FIG. 7 is a schematic diagram of a back projection process 700 according to some embodiments of the present disclosure. In some embodiments, the back projection process 700 may be performed in a back projection module. In some embodiments, the back projection process 700 may be performed by both the back projection module of the first network and the model selection module and LIIF model of the second network. In other examples, the back projection process 700 may also be performed jointly by the back projection module of the first network and the model selection module, the LIIF model, and the image ensemble module of the second network.


As shown in FIG. 7, the back projection process 700 may include determining a residual image based on an LR image 702 and an SR image 704 generated based on the LR image. For example, the SR image 704 may be down-sampled, and a residual image 706 between the down-sampled SR image and the LR image may be determined. Alternatively, residual blocks may be obtained based on the residual image 706, and deconvolution may be performed on the residual blocks (e.g., Conv2Dtranspose is performed) to up-sample the residual image 706, thereby obtaining the up-sampled residual image 708. In addition, the SR image 704 is added to the up-sampled residual image 708 to obtain a refined SR image 710. It should be understood that when the LR image 702 corresponds to the first image, the refined SR image 710 may correspond to the third image of the second super resolution. When the LR image 702 corresponds to the LR image X, the SR image 704 may correspond to the ith SR image Yi′, and the refined SR image 710 may correspond to the (i+1)th SR image Yi+1′.

------------------------------

■ Exercise requirements
**a.** Reproduce the back projection passage from "FIG. 7 is a" to "module of the second network.".
**b.** Answer these questions from the back projection passage:
(i) In which module, according to the passage, may back projection process 700 be performed?
(ii) What is added to the up-sampled residual image 708 to obtain the refined SR image 710?
(iii) When the LR image 702 corresponds to the first image, what may the refined SR image 710 correspond to?

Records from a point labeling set
------------------------------

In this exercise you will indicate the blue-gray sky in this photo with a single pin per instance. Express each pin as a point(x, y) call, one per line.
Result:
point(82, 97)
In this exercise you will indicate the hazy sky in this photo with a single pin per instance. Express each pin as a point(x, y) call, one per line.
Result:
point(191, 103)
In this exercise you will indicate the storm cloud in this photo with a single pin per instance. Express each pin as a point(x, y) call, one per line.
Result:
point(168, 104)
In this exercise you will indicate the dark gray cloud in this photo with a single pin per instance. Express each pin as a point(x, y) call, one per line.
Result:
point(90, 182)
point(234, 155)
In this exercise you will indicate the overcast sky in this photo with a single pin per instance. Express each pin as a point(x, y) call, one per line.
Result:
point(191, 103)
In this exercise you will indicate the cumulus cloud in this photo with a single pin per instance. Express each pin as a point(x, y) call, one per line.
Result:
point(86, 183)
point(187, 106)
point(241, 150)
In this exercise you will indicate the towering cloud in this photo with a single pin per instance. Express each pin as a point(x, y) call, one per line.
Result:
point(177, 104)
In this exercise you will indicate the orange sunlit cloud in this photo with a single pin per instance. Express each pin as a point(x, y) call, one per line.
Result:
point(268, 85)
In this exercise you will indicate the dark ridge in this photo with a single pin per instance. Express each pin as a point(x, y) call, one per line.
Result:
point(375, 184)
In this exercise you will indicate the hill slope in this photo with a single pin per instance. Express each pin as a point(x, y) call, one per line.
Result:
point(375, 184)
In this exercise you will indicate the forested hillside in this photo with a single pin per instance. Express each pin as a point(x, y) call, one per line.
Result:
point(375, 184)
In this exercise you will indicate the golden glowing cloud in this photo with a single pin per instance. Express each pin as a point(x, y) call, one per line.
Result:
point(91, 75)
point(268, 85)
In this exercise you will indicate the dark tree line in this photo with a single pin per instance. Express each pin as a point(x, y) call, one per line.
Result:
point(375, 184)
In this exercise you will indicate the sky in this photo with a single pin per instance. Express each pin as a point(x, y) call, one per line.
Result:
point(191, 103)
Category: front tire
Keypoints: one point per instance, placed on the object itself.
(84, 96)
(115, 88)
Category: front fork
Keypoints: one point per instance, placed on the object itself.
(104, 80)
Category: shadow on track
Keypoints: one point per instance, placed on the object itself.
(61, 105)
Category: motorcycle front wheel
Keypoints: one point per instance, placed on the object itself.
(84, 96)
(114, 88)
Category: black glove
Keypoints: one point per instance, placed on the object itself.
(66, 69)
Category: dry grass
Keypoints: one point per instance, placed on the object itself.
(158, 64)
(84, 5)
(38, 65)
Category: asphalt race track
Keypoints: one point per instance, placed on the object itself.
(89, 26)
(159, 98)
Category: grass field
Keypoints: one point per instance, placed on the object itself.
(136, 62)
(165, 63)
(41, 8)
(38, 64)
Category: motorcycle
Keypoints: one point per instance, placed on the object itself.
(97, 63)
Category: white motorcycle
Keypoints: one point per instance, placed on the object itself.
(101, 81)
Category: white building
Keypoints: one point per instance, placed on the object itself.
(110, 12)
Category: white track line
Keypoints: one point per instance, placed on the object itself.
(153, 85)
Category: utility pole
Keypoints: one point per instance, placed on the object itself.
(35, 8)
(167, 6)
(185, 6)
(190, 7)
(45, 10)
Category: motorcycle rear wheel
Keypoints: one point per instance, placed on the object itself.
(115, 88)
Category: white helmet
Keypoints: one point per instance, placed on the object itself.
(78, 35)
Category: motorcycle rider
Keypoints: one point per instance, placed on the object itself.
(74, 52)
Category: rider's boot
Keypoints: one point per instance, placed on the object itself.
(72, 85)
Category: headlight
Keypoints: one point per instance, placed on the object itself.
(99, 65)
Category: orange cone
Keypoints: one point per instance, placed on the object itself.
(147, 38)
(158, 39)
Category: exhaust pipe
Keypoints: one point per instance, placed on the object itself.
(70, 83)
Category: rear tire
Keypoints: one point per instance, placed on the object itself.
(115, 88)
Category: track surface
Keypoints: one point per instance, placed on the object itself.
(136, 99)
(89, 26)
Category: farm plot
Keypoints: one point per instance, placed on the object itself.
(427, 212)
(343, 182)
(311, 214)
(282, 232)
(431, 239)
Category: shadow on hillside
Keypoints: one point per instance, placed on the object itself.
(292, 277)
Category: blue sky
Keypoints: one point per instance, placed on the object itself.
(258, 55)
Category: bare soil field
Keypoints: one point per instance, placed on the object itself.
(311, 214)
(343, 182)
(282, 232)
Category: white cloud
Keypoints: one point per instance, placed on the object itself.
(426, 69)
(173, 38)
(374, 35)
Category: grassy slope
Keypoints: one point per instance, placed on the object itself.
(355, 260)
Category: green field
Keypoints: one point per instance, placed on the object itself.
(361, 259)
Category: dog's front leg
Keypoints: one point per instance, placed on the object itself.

------------------------------

■ Answers to each task
**a.**
FIG. 7 is a schematic diagram of a back projection process 700 according to some embodiments of the present disclosure. In some embodiments, the back projection process 700 may be performed in a back projection module. In some embodiments, the back projection process 700 may be performed by both the back projection module of the first network and the model selection module and LIIF model of the second network. In other examples, the back projection process 700 may also be performed jointly by the back projection module of the first network and the model selection module, the LIIF model, and the image ensemble module of the second network.

**b.**
(i) A back projection module.
(ii) The SR image 704.
(iii) The third image of the second super resolution.